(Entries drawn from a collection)
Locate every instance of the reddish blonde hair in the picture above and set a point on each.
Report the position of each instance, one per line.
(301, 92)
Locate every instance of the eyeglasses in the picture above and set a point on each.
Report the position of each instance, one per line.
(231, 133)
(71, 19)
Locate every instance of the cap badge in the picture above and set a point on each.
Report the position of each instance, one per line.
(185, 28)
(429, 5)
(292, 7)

- **WHAT TO PRODUCE**
Render each line of the listing above as a Markdown table with the columns "Row" and "Line". Number the rows in order and omit any blank lines.

- **COMPLETED TASK**
| Row | Line |
|---|---|
| 1 | Locate every instance of the reddish blonde hair in the picture above and set a point on each. |
| 2 | Report the position of each instance, one per line. |
| 3 | (301, 92) |
| 4 | Locate every instance of the eyeglasses in the picture above and set a point on each. |
| 5 | Report the position of each instance, one per line. |
| 6 | (231, 133) |
| 7 | (71, 19) |
| 8 | Locate every instance of the cap badge in the picture above and set a point on each. |
| 9 | Report the position of each instance, one per line. |
| 10 | (185, 28) |
| 11 | (429, 5) |
| 12 | (292, 7) |